[What you need to do]
A: In the film review, reproduce the text word for word from "The killer clown film has been" up to and including "a decent budget.".
B: According to the film review, what award did the novel by Adam Cesare win?

USA/Canada. 2025.
Crew
Director – Eli Craig, Screenplay – Carter Blanchard & Eli Craig, Based on the Novel Clown in a Cornfield (2020) by Adam Cesare, Producers – Marty Bowen, Terry Douglas, John Fischer, Wyck Godfrey, Paris Kassidokostas-Latsis & Isaac Klausner, Photography – Brian Pearson, Music – Brandon Roberts & Marcus Trumpp, Visual Effects – Urban Prairie Post Production (Supervisor – Darren Wall), Special Effects Supervisor – Casey Markus, Production Design – Brian Kane. Production Company – Temple Hill/Rhea Films/Thundersnow Pictures/1821 Studios.
Cast
Katie Douglas (Quinn Maybrook), Aaron Abrams (Dr Glenn Maybrook), Carson MacCormac (Cole Hill), Vincent Muller (Rust), Kevin Durand (Arthur Hill), Will Sasso (Sheriff Dunne), Cassandra Potenza (Janet), Verity Marks (Ronnie), Ayo Solanke (Tucker), Bradley Sawatzky (Mr Vern)
Plot
Seventeen-year-old Quinn Maybrook relocates to Kettle Hills in the American Midwest along with her father. At school, she connects with a social group who spend much time shooting YouTube prank videos where she becomes involved with Cole Hill. They come up against Sheriff Dunne who seems to have it in for the group of teens. Cole in particular is blamed for a fire that destroyed the closed down Baypen corn syrup factory. As the group set about partying, a group of figures wearing the masks of Frendo, the Baypen mascot, emerge and begin killing.
The killer clown film has been with us ever since the late 1980s with the likes of Killer Klowns from Outer Space (1988), Clownhouse (1989) and the original tv mini-series version of It (1990). With the success of the big screen remake of It (2017), the killer clown film has taken off in a big way to the point it is now its own genre niche and we have been inundated with an alley of low-budget killer clown copies. (For a more detailed listing see Killer Clown Films). Clown in the Cornfield is the first of these since It 2017 to be made on a decent budget.
In this case, the film is adapted from Clown in a Cornfield (2020) by Adam Cesare, which won the Bram Stoker Award for Best Young Adult Novel to which Cesare has currently spun this off into two sequels. The film version is made by Eli Craig, the son of Sally Field, who had a modest hit several years ago with the Backwoods Brutality comedy Tucker and Dale vs. Evil (2010), which has since gained a modest cult following. His one other film has been Little Evil (2017), a parody of the Devil Child films.
Since the mid-2010s, the killer clown film has gravitated into the arena of the same gonzo mash-up fields that the killer shark film and zombie film exist in these days. See the likes of Cannibal Clown Killer (2015), Clown of the Dead (2015), Space Clown (2016), Clowntergeist (2017), Clowna Nostra (2019), Clownado (2019), ClownDoll (2019), House of Clowns (2022), Lair of the Killer Clowns (2023) and Camp Blood: Clown Shark (2024), for a random selection of titles.
The problem here is that Clown in the Cornfield comes with a title that leads you to expect that it is another gonzo entry with a Deliberately Ridiculous Title – one that seems to embody a mash-up between the killer clown film and something like Children of the Corn (1984) and one of its sequels. However, this is exactly what we don’t get.

Location labeling records:
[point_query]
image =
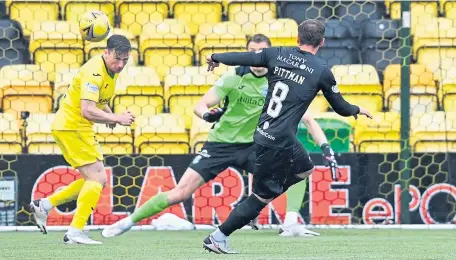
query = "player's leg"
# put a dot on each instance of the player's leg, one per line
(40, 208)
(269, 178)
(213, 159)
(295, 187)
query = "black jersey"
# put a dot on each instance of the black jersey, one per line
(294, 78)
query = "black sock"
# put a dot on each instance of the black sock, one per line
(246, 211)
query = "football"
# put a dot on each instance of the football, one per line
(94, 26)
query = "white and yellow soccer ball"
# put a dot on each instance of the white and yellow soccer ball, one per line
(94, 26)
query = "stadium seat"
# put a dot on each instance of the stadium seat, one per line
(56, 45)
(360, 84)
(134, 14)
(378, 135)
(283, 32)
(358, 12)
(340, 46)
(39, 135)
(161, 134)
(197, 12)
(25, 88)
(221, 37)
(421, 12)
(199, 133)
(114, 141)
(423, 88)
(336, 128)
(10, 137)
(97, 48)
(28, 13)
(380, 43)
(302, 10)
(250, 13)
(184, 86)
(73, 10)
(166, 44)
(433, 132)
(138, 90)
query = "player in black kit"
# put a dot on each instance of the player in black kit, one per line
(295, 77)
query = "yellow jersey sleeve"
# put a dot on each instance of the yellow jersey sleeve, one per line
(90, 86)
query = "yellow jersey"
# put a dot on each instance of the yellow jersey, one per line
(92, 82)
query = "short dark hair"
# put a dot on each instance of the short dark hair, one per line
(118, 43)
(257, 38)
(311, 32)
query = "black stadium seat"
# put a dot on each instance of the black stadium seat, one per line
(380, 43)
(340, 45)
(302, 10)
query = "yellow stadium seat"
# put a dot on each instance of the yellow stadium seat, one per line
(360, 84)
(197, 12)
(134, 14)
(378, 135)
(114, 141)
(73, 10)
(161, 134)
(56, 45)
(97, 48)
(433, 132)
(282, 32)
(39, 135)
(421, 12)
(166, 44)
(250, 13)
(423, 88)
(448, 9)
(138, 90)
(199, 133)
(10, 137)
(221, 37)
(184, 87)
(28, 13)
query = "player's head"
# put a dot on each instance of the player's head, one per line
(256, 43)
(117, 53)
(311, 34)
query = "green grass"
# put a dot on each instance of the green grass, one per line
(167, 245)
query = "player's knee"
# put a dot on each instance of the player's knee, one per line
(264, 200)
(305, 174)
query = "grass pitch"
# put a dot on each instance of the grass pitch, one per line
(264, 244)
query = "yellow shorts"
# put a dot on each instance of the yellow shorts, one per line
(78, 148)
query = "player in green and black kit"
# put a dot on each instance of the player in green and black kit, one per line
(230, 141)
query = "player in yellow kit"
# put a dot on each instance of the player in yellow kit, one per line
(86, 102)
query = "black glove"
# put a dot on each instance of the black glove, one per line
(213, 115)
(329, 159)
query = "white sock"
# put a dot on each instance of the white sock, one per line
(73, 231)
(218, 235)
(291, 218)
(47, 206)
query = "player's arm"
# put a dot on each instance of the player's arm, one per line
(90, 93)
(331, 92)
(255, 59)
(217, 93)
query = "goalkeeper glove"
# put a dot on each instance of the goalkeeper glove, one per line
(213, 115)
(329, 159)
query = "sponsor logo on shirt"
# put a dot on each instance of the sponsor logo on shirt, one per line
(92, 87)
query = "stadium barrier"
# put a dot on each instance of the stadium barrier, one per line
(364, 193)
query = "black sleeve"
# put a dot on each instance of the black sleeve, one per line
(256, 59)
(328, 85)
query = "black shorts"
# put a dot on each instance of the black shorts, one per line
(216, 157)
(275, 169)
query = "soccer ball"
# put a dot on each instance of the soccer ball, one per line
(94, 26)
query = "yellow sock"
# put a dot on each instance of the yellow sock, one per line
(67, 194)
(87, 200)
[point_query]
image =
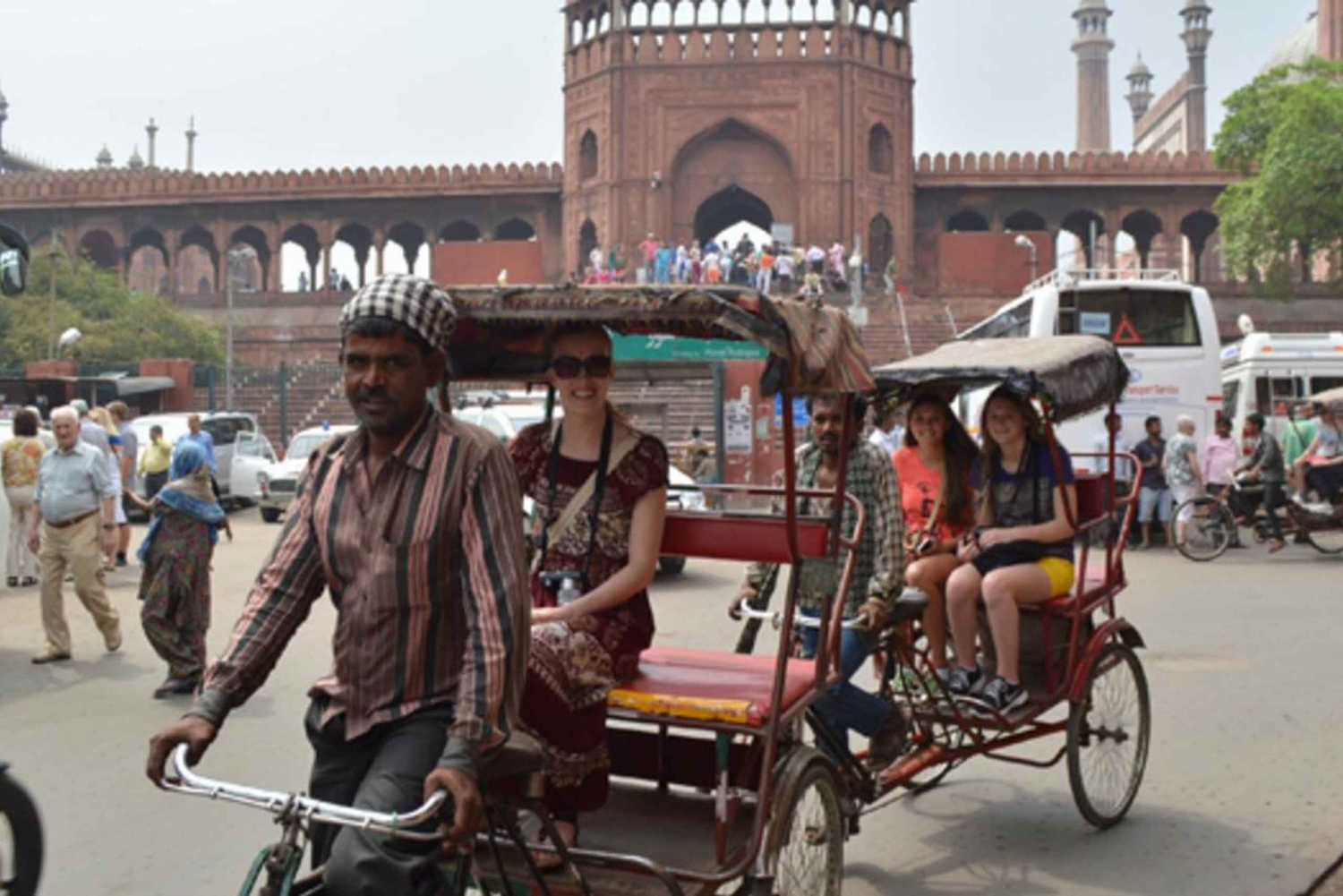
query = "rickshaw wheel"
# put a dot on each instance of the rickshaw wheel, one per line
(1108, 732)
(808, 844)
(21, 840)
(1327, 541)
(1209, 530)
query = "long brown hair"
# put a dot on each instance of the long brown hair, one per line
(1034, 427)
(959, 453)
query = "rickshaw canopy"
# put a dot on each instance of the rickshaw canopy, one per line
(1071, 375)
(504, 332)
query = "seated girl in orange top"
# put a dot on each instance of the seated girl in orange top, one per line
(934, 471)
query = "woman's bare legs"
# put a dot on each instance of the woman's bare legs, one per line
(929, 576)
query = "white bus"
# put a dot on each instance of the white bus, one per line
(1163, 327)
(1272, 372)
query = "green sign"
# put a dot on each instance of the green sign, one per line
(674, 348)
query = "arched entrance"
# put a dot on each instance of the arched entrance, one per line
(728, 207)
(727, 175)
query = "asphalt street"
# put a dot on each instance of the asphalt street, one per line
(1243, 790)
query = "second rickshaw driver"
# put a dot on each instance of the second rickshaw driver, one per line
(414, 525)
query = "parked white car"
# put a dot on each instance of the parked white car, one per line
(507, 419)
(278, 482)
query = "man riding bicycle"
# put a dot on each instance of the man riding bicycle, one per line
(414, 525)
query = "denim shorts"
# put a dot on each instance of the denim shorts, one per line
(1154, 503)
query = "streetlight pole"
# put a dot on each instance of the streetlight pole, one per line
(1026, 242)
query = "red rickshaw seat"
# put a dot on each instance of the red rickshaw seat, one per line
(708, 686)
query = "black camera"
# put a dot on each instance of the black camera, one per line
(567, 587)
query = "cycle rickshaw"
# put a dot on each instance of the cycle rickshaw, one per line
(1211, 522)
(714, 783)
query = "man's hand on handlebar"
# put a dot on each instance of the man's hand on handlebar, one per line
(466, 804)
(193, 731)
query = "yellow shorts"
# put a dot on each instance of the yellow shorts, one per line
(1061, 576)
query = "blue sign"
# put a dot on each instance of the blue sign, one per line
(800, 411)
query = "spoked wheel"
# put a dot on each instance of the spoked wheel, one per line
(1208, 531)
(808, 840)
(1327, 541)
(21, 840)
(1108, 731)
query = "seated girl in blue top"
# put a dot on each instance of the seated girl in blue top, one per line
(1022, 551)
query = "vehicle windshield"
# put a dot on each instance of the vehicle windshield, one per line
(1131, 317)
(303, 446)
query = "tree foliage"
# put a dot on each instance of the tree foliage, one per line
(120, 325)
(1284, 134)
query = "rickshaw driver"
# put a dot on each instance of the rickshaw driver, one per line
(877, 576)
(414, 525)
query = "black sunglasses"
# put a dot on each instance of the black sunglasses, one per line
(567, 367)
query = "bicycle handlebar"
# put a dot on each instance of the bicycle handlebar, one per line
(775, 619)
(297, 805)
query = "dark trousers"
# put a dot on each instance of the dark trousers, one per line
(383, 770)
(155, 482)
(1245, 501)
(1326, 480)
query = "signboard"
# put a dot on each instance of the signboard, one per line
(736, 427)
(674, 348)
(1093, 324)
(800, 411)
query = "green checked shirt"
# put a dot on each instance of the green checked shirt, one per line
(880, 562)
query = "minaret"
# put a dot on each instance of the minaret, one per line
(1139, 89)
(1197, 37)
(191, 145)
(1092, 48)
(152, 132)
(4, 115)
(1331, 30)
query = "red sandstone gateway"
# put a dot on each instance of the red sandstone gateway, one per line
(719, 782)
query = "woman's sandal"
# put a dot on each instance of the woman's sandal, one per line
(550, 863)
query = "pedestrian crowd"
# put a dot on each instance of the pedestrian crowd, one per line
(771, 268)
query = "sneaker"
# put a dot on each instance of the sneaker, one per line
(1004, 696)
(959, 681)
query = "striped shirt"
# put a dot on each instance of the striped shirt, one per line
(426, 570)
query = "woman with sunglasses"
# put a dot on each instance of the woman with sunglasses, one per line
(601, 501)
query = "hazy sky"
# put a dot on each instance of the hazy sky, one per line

[Solutions]
A:
The killer clown film has been with us ever since the late 1980s with the likes of Killer Klowns from Outer Space (1988), Clownhouse (1989) and the original tv mini-series version of It (1990). With the success of the big screen remake of It (2017), the killer clown film has taken off in a big way to the point it is now its own genre niche and we have been inundated with an alley of low-budget killer clown copies. (For a more detailed listing see Killer Clown Films). Clown in the Cornfield is the first of these since It 2017 to be made on a decent budget.

B: The Bram Stoker Award for Best Young Adult Novel.